> Fragmento elegido:
- - - -

La tienda está vacía. Solo las vendedoras se mueven en la escena, a la espera de clientas, rodeadas de corpiños asépticos, pulcros, que cuelgan de perchas y generan un curioso sentido: sus tazas están listas para ser llenadas, listas para que alguien se acomode a ellas y hacen olvidar que, en realidad, son ellas las que tienen que ajustarse a las formas femeninas. Son copas promedio para ser llenadas por carne promedio.

Flota en el ambiente una sensualidad plastificada, de museo, que, silenciosa, contrasta con la variedad de ropa interior que se vende a menudo sobre mantas en la calle, en pequeños locales o en las ferias donde, dice Valeria, va gente “más normal”. Los corpiños que se venden en esos lugares sí parecen hablar de tetas, de sudor, de piel. Y se alejan del olor a tinta de las publicidades de revista. Sin embargo, la tarea que emprende es ardua en cualquier ámbito.

La chica avanza directo hacia la vendedora y la encara con decisión.

–          Hola ¿Tenés talles grandes?

–          Sí, tenemos hasta el cien – la vendedora mira con discreción el pecho de Valeria. Y desaparece para luego volver con unas cajitas de colores. Son corpiños de tasas armadas, con breteles lánguidos que sólo podrían sostener siliconas que desafíen la ley de Newton.

–          No. Esto es chico – Valeria se prueba sobre la ropa el soutien que le trajeron. Cubre apenas una parte de su pecho

–     ¿No tenés talles más grandes?

–          Ese es el más grande. Si no, tenemos los reductores, que son para señora – contesta la vendedora e inclina la cabeza para intentar lograr una apariencia comprensiva.

Pensar en corpiños reductores es, en última instancia, hablar de ocultar lo que brota del cuerpo. Ocultarlo de la mirada del otro. Meter la carne en trozos de tela pensados de manera casi tecnológica para que la franela no abulte, para que la sexualidad no aflore. Ha habido siempre otras formas – más violentas, más feroces – de menguar la naturaleza del cuerpo. En 2007, el mundo se escandalizó ante el planchado de pechos que las adolescentes sufrían en Camerún. La utilización de objetos calientes, entre otros recursos, para detener el crecimiento de los pechos de las jóvenes sigue siendo una práctica recurrente en algunos países de la zona oeste de África. Las cifras decían que cuatro de cada diez mujeres pasaba por ese proceso para, así, disminuir el atractivo sexual. Para “protegerlas” de abusos, las familias quemaban los signos femeninos.  Por años el cuerpo de la mujer ha sido sometido desde distintos puntos de vista: la violencia física, la discriminación. Y la indumentaria. En ese sentido, el corpiño reductor se vuelve un engranaje más de esa maquinaria. Una manera de esquivar la mirada que se inmiscuye en el escote.

- - - -

> Entradas extraídas:
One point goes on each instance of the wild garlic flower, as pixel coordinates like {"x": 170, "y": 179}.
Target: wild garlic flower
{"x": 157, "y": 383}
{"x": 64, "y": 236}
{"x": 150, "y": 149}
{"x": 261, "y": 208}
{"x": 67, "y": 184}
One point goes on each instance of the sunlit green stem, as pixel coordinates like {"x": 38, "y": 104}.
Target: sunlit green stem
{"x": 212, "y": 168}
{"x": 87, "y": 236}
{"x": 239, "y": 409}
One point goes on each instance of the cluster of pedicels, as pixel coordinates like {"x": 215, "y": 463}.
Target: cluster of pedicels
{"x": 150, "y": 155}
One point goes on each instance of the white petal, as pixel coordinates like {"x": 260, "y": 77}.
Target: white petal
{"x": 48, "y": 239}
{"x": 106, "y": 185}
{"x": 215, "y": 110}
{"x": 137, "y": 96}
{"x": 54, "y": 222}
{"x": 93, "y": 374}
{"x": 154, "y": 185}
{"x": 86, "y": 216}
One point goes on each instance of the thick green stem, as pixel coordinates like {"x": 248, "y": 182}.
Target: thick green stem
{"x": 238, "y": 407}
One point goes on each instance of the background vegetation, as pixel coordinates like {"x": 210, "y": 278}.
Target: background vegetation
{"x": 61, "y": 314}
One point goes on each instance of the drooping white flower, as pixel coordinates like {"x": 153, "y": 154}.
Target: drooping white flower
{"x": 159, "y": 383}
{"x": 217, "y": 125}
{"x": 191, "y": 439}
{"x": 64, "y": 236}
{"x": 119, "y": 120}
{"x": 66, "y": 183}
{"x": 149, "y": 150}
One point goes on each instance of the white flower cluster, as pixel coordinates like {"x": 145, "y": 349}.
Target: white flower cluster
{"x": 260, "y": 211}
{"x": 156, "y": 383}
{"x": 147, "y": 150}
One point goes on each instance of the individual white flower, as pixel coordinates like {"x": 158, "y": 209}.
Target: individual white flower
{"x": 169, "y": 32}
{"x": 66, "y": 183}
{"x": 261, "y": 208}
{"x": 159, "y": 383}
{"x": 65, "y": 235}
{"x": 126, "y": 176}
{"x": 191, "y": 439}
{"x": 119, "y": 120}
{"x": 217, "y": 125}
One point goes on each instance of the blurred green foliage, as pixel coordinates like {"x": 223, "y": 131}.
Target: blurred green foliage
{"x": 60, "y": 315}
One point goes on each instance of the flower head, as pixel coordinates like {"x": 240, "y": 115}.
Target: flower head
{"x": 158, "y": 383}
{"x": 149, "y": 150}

- - - -

> Consigna 1: Según el fragmento sobre los corpiños, ¿hasta qué talle dice la vendedora que tienen?
> Consigna 2: Copia del fragmento sobre los corpiños el pasaje que va de "La tienda está" a "por carne promedio.".
> Consigna 3: De acuerdo con el fragmento sobre los corpiños, ¿para qué se planchaban los pechos de las adolescentes en Camerún?
Este material va aparte y no tiene relación con el fragmento.

> Respuesta escrita 1: Hasta el cien.

> Respuesta escrita 2:
La tienda está vacía. Solo las vendedoras se mueven en la escena, a la espera de clientas, rodeadas de corpiños asépticos, pulcros, que cuelgan de perchas y generan un curioso sentido: sus tazas están listas para ser llenadas, listas para que alguien se acomode a ellas y hacen olvidar que, en realidad, son ellas las que tienen que ajustarse a las formas femeninas. Son copas promedio para ser llenadas por carne promedio.

> Respuesta escrita 3: Con ese método se frenaba el crecimiento de los pechos de las jóvenes para que perdieran atractivo sexual. Las familias lo hacían para "protegerlas" de abusos.